-- Study material follows --

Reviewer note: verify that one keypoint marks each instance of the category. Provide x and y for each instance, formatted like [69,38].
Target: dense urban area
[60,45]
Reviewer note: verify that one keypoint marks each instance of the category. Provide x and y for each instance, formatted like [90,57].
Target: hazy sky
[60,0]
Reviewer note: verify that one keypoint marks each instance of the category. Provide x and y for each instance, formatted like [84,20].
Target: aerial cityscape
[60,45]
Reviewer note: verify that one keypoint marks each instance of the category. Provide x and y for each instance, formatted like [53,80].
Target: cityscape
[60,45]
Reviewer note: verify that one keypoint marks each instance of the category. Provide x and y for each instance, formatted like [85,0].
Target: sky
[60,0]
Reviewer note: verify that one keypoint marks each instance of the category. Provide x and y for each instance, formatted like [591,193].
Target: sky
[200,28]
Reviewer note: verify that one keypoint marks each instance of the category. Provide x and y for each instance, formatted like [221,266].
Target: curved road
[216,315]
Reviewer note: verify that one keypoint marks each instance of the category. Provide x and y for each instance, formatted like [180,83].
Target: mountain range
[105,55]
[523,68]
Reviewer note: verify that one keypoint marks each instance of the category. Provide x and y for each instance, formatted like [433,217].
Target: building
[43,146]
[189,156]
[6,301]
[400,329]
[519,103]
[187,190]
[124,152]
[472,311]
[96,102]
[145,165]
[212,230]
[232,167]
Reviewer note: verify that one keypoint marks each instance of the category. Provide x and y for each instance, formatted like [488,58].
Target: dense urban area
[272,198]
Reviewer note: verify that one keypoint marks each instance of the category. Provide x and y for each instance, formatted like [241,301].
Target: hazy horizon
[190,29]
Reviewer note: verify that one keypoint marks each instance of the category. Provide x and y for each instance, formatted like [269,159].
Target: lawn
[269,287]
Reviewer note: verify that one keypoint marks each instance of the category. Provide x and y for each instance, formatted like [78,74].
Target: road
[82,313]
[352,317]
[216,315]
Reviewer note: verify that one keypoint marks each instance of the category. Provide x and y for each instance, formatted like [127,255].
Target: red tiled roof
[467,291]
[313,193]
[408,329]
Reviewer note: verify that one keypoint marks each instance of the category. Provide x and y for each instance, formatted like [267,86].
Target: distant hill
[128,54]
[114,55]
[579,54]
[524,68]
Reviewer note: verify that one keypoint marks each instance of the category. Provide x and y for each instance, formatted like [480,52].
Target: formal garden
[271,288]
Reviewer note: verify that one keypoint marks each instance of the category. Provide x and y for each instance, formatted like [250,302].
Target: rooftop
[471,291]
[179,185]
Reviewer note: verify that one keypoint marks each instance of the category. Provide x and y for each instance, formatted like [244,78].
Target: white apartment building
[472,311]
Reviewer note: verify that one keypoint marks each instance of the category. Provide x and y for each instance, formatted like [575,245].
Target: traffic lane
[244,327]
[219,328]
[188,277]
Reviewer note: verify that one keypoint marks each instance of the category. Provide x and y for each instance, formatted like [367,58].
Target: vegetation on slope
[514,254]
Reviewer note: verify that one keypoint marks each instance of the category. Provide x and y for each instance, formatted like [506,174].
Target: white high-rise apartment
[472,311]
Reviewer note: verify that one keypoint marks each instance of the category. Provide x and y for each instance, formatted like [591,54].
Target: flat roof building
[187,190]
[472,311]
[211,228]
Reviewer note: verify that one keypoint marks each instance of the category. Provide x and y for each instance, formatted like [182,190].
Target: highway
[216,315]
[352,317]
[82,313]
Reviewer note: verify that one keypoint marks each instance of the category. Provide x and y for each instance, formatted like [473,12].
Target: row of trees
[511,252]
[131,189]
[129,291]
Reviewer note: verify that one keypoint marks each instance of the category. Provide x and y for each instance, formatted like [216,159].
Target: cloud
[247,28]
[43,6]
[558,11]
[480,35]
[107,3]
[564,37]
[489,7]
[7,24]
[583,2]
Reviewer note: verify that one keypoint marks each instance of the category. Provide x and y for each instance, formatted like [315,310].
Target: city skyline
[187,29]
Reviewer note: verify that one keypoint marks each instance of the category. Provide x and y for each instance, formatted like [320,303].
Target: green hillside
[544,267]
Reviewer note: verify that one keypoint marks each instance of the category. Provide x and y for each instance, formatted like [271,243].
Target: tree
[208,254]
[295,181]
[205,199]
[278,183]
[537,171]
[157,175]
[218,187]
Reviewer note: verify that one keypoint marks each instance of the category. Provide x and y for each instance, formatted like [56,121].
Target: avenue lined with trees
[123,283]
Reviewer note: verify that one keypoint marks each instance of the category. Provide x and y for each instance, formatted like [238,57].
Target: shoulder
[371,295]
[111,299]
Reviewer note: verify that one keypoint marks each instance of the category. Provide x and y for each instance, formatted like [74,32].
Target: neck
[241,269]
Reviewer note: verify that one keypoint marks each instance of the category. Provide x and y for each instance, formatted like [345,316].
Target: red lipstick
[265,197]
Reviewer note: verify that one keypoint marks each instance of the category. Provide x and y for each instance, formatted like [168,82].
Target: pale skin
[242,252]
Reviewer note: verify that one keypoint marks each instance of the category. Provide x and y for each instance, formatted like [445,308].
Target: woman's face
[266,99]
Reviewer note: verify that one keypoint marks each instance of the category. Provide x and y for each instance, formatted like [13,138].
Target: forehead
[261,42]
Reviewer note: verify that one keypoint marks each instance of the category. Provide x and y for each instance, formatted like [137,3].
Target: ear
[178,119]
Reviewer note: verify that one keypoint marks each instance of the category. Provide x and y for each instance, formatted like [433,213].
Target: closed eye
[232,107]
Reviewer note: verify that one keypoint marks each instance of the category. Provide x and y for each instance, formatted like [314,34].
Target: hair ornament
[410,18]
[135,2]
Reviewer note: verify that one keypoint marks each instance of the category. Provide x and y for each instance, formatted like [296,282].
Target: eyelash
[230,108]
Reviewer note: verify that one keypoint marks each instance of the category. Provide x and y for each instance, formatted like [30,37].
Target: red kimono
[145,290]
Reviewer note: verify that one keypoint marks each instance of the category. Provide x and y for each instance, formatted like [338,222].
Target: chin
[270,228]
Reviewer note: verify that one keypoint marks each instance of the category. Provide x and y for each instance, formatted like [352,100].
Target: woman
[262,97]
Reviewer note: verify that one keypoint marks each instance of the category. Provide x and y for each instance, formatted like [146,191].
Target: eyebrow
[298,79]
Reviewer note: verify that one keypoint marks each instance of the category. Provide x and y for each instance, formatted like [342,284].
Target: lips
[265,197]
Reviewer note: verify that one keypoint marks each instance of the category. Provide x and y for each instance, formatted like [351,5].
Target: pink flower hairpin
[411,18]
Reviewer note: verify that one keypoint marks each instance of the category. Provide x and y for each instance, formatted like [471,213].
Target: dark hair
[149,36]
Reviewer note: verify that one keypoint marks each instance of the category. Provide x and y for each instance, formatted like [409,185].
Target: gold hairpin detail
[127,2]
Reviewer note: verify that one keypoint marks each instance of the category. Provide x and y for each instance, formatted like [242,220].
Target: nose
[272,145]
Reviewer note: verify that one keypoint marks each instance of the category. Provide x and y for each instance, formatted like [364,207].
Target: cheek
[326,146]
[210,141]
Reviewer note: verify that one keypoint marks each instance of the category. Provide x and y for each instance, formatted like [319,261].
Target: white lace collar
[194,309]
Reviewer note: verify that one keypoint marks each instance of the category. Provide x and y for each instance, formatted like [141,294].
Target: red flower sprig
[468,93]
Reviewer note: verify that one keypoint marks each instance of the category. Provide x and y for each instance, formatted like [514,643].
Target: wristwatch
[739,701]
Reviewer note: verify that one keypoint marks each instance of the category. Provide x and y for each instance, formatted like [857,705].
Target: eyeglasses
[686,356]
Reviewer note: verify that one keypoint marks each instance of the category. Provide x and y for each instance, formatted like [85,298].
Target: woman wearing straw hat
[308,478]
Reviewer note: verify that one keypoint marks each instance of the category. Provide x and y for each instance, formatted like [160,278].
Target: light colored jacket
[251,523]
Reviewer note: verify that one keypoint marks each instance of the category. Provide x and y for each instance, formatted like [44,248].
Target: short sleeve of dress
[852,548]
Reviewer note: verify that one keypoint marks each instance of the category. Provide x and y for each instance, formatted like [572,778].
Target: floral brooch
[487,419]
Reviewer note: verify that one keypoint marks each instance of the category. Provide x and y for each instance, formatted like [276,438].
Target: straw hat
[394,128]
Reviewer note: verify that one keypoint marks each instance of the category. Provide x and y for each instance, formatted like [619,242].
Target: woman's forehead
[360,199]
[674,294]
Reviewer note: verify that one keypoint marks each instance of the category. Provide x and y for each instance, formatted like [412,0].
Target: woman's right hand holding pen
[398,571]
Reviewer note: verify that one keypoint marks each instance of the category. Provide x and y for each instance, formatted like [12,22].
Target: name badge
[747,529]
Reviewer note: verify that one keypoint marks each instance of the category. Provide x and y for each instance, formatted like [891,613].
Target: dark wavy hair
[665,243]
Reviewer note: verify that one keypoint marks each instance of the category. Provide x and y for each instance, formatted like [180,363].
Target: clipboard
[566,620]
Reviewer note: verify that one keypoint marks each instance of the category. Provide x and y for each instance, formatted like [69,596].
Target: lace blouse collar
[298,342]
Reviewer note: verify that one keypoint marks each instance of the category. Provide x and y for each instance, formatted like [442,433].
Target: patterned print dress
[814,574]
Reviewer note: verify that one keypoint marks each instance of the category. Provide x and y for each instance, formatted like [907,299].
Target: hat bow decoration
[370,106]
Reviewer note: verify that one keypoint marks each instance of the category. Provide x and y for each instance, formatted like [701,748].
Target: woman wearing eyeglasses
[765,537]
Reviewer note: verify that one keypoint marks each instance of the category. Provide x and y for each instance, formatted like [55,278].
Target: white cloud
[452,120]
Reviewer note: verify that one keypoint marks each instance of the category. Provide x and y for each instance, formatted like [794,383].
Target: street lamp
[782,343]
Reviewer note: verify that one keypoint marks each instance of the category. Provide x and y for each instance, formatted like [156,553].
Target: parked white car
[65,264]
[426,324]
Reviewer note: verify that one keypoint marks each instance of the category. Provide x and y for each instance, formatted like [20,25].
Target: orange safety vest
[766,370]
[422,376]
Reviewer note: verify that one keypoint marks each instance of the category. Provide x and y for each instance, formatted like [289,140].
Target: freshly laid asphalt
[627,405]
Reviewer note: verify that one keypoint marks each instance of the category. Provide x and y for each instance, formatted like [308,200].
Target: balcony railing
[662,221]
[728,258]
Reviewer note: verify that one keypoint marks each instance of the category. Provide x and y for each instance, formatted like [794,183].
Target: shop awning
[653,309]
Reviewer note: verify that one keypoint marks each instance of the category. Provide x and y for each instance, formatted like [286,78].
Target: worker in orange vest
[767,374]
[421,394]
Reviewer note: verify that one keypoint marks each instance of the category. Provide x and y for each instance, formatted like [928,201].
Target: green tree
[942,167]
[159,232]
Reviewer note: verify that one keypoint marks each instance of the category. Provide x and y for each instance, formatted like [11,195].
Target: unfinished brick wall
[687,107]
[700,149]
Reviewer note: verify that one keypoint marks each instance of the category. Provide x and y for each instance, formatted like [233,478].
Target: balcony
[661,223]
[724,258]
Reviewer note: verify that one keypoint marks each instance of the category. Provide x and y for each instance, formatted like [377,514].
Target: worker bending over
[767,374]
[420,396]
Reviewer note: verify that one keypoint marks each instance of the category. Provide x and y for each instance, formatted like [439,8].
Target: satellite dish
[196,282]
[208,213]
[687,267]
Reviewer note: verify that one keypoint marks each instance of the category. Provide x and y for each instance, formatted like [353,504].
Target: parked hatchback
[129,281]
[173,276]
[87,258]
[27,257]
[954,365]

-- Study material concluded --

# What you will do:
Start with the line above that contains "Target: hazy horizon" and stop after the line that contains "formatted like [267,86].". Output those lines exactly, and only those.

# Response:
Target: hazy horizon
[190,29]
Reviewer note: verify that one keypoint marks each instance of the category. Provide x and y for each instance, formatted like [269,159].
Target: lawn
[269,287]
Reviewer note: verify that one keypoint marks each instance of the category. Provide x and y for each instance, formatted like [78,74].
Target: road
[82,313]
[352,317]
[216,315]
Reviewer note: verify that one keypoint marks each instance of the category. Provide x and y for each instance, formatted like [127,255].
Target: red tiled roof
[467,291]
[313,193]
[408,329]
Reviewer note: verify that one keypoint marks each instance of the category. Provide x and y for each instance, formatted like [267,86].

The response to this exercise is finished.